▶ GOAL OF THE EXERCISE:
Each line of the data that mentions the string "below" needs to be identified and copied.
━━━ DATASET EXCERPTS
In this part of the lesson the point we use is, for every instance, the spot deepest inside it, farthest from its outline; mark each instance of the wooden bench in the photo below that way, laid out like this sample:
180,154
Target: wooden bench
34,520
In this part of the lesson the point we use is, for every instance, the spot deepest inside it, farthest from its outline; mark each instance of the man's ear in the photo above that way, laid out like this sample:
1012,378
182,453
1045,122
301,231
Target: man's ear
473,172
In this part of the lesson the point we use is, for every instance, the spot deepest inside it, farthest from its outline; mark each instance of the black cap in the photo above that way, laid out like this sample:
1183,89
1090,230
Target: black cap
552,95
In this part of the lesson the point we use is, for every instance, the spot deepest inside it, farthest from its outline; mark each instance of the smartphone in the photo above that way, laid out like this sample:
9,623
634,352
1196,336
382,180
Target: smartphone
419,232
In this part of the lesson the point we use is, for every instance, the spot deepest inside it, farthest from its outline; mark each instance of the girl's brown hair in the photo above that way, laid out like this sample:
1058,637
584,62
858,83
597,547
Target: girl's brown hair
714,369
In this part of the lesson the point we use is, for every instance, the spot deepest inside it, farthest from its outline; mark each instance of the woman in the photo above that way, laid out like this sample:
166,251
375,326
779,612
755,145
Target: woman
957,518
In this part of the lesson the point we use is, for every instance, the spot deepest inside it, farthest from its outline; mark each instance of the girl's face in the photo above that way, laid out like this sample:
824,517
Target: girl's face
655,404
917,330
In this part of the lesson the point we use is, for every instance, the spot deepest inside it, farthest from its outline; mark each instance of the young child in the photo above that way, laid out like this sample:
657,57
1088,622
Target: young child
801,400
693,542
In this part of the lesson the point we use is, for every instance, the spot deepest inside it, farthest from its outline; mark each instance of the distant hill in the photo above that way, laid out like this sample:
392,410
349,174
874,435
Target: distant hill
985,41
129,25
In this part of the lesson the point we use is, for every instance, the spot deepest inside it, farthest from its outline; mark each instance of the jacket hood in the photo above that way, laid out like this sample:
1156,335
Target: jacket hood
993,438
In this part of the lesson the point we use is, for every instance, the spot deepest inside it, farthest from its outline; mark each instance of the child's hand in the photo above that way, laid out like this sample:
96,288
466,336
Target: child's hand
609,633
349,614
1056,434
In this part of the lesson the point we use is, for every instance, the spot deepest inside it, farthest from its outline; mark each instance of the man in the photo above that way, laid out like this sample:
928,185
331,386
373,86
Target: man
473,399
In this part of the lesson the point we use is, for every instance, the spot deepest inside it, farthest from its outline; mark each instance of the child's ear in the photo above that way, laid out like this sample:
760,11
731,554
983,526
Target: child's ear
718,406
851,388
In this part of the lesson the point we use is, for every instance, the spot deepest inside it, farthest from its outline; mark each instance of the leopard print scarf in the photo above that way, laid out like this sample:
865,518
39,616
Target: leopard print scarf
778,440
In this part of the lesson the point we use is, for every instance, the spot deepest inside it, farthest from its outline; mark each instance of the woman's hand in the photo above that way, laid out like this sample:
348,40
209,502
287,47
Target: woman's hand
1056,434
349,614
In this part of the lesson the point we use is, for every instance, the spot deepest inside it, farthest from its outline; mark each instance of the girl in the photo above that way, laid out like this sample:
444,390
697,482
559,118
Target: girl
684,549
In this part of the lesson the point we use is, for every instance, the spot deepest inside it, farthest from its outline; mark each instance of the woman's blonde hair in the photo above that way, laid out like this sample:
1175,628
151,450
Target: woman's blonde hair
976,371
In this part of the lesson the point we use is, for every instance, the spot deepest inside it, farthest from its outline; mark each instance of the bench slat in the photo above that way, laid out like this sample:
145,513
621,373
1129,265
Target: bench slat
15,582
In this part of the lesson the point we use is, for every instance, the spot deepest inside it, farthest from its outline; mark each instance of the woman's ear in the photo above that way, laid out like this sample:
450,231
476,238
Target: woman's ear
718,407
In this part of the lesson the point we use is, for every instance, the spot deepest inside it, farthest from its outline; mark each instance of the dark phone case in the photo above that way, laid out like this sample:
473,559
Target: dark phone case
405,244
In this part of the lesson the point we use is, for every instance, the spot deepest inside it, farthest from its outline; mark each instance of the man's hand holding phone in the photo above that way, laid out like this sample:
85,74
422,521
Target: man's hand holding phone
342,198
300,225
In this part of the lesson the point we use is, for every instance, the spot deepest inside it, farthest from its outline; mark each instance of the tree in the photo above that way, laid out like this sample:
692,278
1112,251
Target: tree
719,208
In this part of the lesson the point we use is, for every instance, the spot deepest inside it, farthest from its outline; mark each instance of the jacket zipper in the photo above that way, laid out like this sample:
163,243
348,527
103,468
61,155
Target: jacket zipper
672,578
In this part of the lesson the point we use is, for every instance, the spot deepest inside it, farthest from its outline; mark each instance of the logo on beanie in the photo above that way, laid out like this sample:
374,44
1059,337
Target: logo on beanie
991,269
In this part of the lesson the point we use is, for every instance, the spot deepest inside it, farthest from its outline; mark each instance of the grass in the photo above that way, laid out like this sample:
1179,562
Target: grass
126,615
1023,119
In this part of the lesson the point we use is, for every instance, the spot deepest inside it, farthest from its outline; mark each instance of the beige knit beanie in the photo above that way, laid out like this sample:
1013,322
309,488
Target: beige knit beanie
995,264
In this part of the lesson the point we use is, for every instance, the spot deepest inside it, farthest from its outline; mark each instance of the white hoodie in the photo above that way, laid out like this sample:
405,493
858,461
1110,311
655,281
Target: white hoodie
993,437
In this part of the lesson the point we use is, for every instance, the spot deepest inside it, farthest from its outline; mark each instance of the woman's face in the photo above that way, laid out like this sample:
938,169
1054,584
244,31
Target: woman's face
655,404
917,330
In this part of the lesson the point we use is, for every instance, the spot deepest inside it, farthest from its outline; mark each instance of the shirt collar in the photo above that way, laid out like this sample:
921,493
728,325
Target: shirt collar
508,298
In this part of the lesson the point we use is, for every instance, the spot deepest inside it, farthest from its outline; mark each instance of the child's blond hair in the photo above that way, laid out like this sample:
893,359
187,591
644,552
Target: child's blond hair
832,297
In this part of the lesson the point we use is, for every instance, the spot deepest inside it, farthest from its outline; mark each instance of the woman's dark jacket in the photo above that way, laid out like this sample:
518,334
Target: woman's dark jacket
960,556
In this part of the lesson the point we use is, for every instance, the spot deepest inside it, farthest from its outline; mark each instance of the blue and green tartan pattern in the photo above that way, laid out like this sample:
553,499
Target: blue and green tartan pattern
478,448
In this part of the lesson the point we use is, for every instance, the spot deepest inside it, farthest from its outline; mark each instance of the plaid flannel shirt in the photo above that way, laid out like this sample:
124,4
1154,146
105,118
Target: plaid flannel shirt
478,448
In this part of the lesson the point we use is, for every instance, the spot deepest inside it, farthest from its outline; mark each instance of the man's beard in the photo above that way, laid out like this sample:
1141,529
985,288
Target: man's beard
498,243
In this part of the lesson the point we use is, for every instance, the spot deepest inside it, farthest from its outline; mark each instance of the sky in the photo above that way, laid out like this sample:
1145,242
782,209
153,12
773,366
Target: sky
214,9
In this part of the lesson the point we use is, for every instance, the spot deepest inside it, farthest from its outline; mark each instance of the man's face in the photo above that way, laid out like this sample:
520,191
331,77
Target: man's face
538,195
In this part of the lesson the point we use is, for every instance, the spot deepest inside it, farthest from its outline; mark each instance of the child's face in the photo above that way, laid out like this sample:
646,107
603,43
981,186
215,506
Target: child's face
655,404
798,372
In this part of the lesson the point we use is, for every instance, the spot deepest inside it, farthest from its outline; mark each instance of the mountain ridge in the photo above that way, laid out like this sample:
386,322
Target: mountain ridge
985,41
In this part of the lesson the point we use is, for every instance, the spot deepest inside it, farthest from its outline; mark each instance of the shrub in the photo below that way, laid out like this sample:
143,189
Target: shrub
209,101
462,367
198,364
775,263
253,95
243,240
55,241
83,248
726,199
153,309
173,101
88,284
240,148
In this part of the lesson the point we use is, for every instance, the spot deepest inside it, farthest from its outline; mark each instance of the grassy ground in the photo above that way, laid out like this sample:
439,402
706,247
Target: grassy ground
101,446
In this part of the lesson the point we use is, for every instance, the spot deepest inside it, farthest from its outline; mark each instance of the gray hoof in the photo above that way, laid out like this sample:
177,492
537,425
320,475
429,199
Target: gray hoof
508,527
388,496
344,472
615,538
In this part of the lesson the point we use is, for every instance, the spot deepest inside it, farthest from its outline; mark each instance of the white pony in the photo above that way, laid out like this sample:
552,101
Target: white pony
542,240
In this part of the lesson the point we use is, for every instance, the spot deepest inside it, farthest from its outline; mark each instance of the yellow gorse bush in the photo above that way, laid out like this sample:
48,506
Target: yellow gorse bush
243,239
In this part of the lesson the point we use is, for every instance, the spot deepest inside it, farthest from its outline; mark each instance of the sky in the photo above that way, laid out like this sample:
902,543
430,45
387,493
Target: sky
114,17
━━━━━━
▶ RESPONSE TO THE EXERCISE:
In this part of the lesson the point we use is, for every instance, the spot deepest inside it, farthest from its outline; mark each instance of the wooden bench in the photo below that way, laid out like this sample:
In this part of the lesson the point we use is, for every instance, the spot deepest inside it, farthest from its outline; mark each instance of the shrub in the photo below that way, laid out like this sample:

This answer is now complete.